Dataset items:
******************************

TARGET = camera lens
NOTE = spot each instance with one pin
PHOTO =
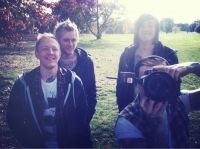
(160, 86)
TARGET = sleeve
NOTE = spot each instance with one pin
(184, 97)
(171, 56)
(91, 90)
(80, 99)
(124, 129)
(83, 132)
(124, 97)
(15, 111)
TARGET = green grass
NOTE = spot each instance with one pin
(106, 53)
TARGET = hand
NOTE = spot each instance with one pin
(179, 70)
(152, 108)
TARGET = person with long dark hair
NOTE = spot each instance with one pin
(146, 43)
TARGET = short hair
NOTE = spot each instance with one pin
(151, 61)
(67, 25)
(40, 37)
(139, 22)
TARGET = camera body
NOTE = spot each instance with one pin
(158, 86)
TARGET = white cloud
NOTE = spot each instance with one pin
(181, 11)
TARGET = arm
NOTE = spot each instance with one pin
(82, 130)
(180, 70)
(124, 91)
(91, 90)
(15, 112)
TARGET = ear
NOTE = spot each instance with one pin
(36, 54)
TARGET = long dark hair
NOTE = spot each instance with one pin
(138, 24)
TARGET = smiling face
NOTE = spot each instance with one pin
(147, 31)
(68, 41)
(48, 52)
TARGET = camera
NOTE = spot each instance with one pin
(158, 86)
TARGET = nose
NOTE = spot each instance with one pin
(51, 51)
(70, 42)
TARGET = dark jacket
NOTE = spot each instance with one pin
(85, 70)
(25, 110)
(124, 91)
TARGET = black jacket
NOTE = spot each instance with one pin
(25, 110)
(124, 91)
(85, 70)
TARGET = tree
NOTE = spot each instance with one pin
(100, 17)
(92, 15)
(183, 27)
(166, 25)
(20, 17)
(194, 27)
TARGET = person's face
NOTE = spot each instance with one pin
(48, 53)
(147, 31)
(68, 41)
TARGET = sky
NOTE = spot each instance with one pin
(181, 11)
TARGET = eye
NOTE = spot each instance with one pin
(44, 49)
(73, 40)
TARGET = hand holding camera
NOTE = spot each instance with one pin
(158, 85)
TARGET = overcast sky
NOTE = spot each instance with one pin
(181, 11)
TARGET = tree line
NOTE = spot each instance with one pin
(20, 17)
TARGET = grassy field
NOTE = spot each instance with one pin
(105, 53)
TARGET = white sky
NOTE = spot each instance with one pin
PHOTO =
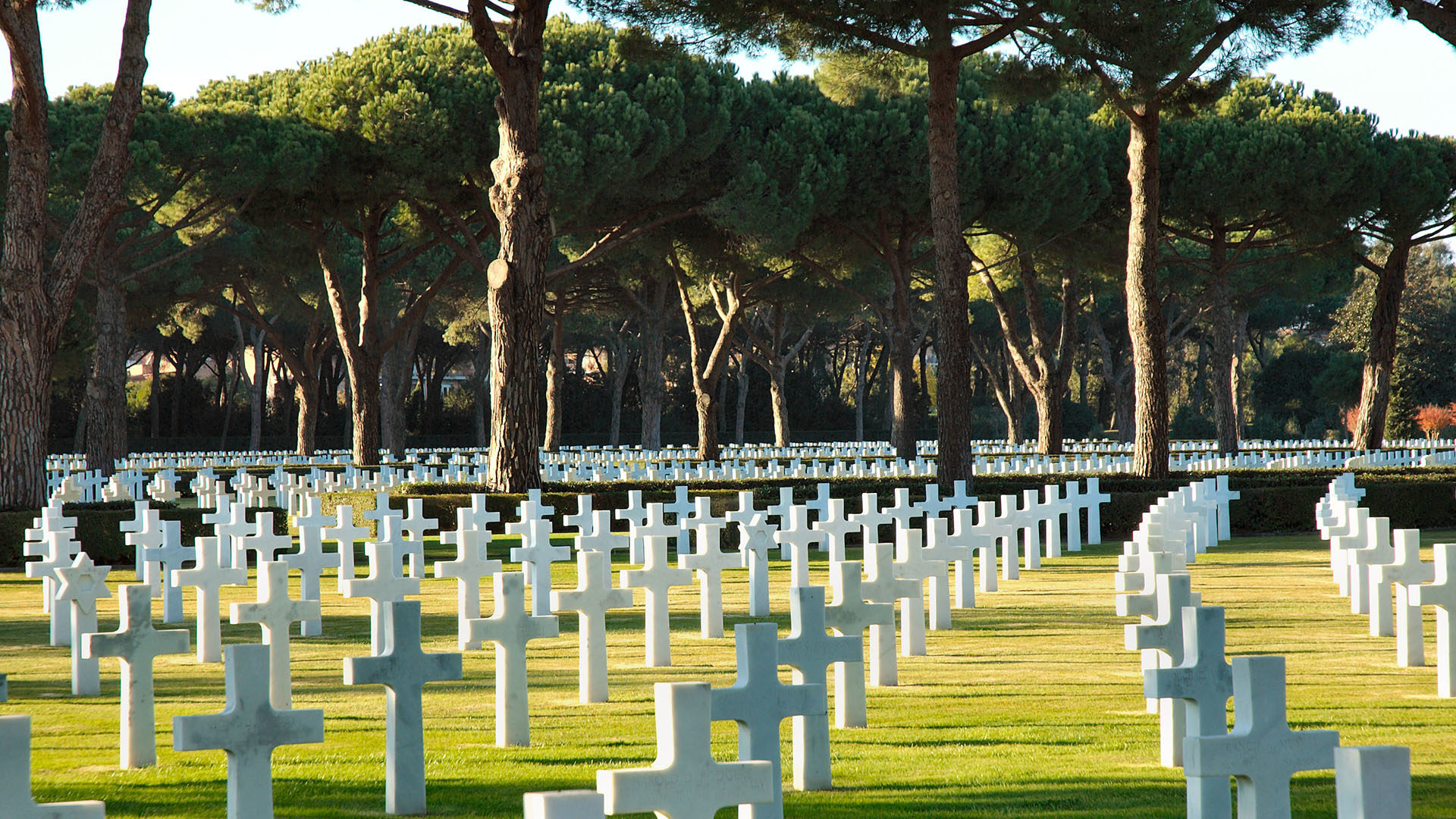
(1397, 71)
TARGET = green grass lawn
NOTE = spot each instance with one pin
(1028, 707)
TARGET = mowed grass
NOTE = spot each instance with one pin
(1028, 707)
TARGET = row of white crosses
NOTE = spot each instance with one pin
(1191, 684)
(1382, 570)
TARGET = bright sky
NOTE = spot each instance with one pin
(1397, 71)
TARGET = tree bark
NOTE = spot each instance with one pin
(36, 293)
(256, 390)
(555, 379)
(107, 387)
(951, 265)
(517, 276)
(1145, 315)
(1385, 322)
(397, 372)
(306, 390)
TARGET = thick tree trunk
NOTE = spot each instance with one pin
(107, 387)
(397, 372)
(707, 406)
(951, 265)
(861, 372)
(517, 276)
(1145, 315)
(256, 390)
(620, 366)
(1220, 376)
(650, 381)
(36, 293)
(902, 394)
(781, 404)
(155, 398)
(742, 400)
(555, 379)
(306, 390)
(1385, 322)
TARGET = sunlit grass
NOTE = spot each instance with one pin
(1028, 707)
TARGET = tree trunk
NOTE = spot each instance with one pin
(861, 372)
(306, 390)
(902, 394)
(781, 406)
(481, 385)
(155, 400)
(36, 295)
(517, 276)
(620, 360)
(555, 379)
(1385, 322)
(650, 381)
(107, 387)
(951, 265)
(1220, 376)
(397, 371)
(707, 404)
(1145, 315)
(256, 390)
(742, 410)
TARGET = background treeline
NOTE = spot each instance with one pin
(800, 202)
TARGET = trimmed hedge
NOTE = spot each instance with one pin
(98, 528)
(1272, 502)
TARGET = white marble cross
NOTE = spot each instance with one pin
(209, 576)
(264, 542)
(1261, 752)
(657, 576)
(1203, 682)
(582, 519)
(402, 670)
(849, 614)
(275, 613)
(836, 528)
(136, 643)
(592, 599)
(511, 629)
(234, 529)
(469, 567)
(309, 561)
(601, 538)
(755, 541)
(759, 701)
(1442, 594)
(346, 534)
(943, 547)
(383, 585)
(912, 564)
(680, 507)
(416, 528)
(1401, 573)
(82, 583)
(795, 537)
(710, 563)
(15, 779)
(536, 553)
(870, 518)
(810, 651)
(685, 780)
(883, 586)
(248, 729)
(55, 550)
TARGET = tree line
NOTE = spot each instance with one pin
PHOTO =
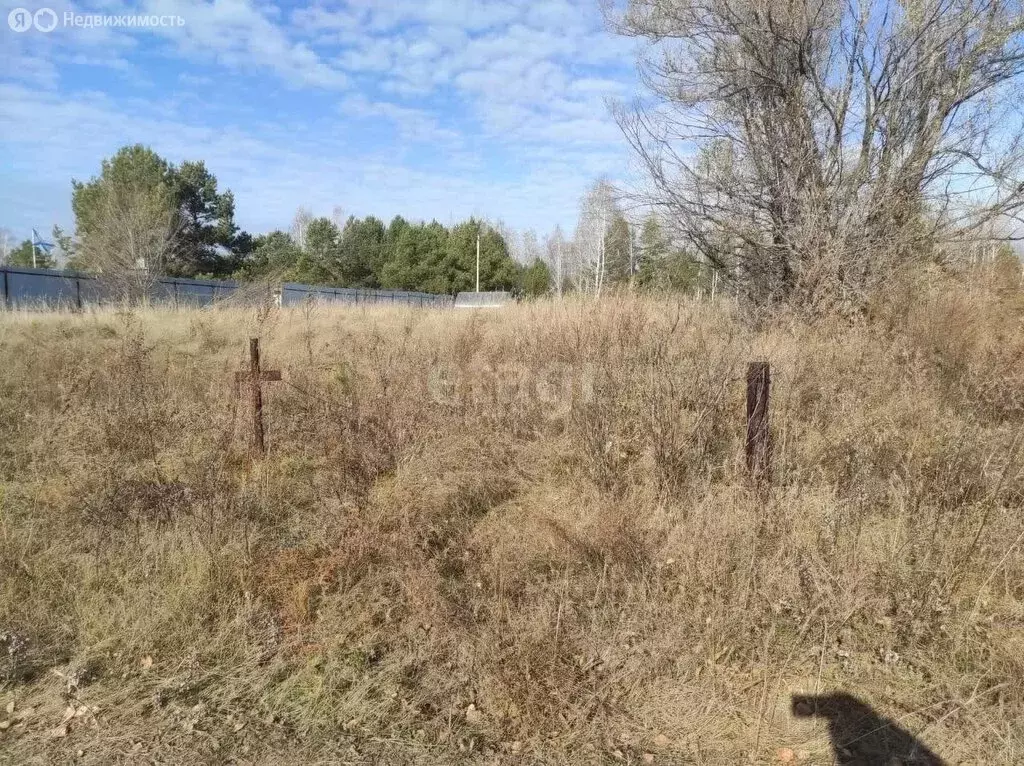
(143, 216)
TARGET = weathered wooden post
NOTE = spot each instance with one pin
(254, 378)
(758, 436)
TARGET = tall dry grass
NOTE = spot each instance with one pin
(518, 537)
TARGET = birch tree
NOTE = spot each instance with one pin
(810, 150)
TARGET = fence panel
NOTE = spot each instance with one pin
(51, 289)
(27, 288)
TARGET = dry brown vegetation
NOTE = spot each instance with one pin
(450, 556)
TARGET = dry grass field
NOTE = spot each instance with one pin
(519, 537)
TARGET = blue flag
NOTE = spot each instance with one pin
(46, 247)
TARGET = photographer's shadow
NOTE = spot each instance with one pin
(862, 737)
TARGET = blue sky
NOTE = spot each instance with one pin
(432, 109)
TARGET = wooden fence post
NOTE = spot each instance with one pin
(758, 436)
(254, 378)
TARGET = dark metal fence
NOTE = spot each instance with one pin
(44, 288)
(292, 294)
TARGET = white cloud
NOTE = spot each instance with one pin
(498, 108)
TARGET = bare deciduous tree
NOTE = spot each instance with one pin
(807, 149)
(133, 241)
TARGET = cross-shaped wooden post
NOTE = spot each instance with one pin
(254, 378)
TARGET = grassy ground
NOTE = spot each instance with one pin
(517, 537)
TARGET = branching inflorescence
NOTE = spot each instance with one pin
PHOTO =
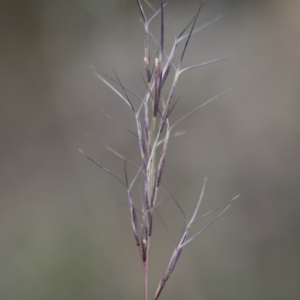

******************************

Work to complete: Can you reproduce the lines from the one containing "TARGET = grassy field" through the one containing "(1382, 570)", inclusive, swapping "spot" for "mark" and leaving everything else unchanged? Omit the pictures.

Worked answer:
TARGET = grassy field
NOTE = mark each instance with one pin
(105, 53)
TARGET = white sky
NOTE = mark each instance with one pin
PHOTO =
(1397, 71)
TARGET = green grass lawn
NOTE = mark each instance with one pin
(1028, 707)
TARGET = mowed grass
NOTE = mark each instance with one pin
(1028, 707)
TARGET = row of white crosses
NOTE = mark each instance with one pin
(1191, 684)
(1382, 570)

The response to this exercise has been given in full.